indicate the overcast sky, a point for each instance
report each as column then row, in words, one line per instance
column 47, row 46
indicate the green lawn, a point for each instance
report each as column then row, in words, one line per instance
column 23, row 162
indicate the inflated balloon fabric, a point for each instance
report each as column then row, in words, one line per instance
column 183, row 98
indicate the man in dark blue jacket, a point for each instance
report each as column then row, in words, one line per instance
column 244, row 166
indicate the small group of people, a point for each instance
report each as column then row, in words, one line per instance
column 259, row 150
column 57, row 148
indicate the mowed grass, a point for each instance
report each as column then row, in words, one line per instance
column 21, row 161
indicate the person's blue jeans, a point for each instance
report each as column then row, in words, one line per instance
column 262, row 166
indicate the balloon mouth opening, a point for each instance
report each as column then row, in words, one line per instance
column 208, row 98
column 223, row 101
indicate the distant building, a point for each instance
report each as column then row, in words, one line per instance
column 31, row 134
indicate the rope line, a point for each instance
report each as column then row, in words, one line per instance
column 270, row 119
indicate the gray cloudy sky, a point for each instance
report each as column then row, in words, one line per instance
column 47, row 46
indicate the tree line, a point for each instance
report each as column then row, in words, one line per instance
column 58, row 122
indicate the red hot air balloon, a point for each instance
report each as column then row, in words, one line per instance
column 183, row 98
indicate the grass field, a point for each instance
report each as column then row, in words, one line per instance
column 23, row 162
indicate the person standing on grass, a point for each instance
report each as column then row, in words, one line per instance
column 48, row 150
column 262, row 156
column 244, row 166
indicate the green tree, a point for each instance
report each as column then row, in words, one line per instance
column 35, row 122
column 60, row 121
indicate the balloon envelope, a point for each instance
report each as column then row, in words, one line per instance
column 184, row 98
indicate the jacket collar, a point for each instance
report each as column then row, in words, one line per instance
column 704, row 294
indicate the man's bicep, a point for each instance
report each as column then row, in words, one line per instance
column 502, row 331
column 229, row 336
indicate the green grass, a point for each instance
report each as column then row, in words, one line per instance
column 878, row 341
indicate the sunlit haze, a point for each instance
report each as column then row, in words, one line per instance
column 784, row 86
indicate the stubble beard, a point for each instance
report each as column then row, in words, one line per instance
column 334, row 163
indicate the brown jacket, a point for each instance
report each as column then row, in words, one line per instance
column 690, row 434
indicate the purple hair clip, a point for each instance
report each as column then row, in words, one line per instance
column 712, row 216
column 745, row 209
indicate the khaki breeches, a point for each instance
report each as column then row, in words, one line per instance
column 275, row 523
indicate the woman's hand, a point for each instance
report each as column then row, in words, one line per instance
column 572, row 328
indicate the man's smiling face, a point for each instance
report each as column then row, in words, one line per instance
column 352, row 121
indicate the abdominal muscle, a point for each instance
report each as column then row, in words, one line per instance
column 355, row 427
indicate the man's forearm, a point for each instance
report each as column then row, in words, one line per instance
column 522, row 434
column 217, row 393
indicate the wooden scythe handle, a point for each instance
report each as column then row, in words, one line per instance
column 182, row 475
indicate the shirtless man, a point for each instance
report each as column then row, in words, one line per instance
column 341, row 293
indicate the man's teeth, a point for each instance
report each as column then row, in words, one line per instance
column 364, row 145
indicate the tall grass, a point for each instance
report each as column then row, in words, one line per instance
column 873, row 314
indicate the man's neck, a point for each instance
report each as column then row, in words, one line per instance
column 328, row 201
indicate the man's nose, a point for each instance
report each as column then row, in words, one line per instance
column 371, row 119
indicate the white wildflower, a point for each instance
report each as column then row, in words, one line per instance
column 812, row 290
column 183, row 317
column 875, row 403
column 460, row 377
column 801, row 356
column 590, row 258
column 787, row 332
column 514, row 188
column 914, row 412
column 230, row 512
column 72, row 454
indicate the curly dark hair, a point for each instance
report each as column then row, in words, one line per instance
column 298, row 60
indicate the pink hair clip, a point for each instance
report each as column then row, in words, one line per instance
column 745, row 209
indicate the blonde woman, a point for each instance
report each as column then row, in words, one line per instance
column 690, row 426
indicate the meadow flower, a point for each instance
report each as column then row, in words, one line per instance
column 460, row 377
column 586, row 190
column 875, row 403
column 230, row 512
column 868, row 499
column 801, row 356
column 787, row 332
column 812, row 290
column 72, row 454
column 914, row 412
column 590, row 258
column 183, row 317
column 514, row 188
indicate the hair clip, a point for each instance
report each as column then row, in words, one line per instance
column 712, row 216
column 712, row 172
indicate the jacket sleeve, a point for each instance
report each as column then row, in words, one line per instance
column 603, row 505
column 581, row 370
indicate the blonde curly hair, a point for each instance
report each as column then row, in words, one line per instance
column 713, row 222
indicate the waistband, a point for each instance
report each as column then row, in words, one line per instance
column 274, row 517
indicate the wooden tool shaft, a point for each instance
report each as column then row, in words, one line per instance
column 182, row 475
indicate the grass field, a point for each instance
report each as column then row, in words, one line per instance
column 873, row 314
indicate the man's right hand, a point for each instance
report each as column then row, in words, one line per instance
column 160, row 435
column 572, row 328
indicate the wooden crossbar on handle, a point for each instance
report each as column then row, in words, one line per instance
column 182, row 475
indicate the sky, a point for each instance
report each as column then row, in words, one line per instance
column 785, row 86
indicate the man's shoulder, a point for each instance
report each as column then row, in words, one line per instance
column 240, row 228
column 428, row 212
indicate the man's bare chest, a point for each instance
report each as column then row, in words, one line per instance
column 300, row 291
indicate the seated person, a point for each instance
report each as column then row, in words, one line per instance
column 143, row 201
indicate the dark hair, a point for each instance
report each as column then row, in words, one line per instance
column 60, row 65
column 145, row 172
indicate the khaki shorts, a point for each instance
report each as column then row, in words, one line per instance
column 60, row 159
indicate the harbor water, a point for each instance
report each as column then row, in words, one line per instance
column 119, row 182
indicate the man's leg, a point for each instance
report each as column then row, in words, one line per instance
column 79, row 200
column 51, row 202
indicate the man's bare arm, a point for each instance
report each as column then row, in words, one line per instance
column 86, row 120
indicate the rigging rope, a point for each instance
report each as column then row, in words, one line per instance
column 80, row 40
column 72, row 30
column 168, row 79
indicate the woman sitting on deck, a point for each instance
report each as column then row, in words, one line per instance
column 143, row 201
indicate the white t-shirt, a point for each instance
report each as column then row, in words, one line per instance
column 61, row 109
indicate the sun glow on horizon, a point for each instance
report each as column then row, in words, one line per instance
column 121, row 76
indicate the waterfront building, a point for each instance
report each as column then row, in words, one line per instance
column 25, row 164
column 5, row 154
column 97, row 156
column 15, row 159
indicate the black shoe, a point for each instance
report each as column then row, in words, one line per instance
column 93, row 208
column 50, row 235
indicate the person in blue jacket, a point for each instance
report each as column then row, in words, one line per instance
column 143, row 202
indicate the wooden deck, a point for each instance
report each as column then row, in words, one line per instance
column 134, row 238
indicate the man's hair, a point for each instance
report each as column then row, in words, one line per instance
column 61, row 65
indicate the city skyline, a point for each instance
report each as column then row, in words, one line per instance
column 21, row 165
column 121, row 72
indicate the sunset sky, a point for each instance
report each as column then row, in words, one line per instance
____
**Activity:** Please give back exactly the lines of the listing above that run from the one containing "indicate the balloon envelope, a" through the one containing "indicate the tall", and only those.

**Task response:**
indicate the balloon envelope, a point for each instance
report each as column then row, in words, one line per instance
column 184, row 98
indicate the jacket collar, a point for each instance
report each as column then row, in words, one line per instance
column 704, row 294
indicate the man's bicep, a point for each instance
report each as column then row, in words, one line per instance
column 502, row 331
column 229, row 336
indicate the green grass, a point for each instance
report each as column then row, in words, one line per instance
column 878, row 341
indicate the sunlit haze, a point for each instance
report each as column then row, in words, one line per instance
column 784, row 86
indicate the stubble beard, a point for each instance
report each as column then row, in words, one line per instance
column 334, row 163
indicate the brown jacket, a point for each instance
report each as column then row, in words, one line per instance
column 690, row 434
indicate the purple hair clip, a point for each instance
report each as column then row, in words, one line per instance
column 712, row 216
column 745, row 209
indicate the khaki breeches, a point for each instance
report each as column then row, in words, one line per instance
column 275, row 523
indicate the woman's hand, a point for each instance
report each as column then row, in words, one line per instance
column 572, row 328
indicate the man's smiling face, a point for each instance
report each as column then row, in words, one line per instance
column 352, row 121
indicate the abdominal muscle, a point for each instance
report each as column then row, in words, one line per instance
column 355, row 427
indicate the man's forearm, a point for each instance
report each as column then row, in words, one line per instance
column 522, row 434
column 217, row 393
indicate the wooden scythe handle, a point for each instance
report each as column then row, in words, one line per instance
column 182, row 475
indicate the shirtless man, a point for each instance
report each as column then row, in words, one line per instance
column 341, row 293
indicate the man's teeth, a point for each instance
report each as column then row, in words, one line per instance
column 364, row 145
indicate the tall grass, a point for each instance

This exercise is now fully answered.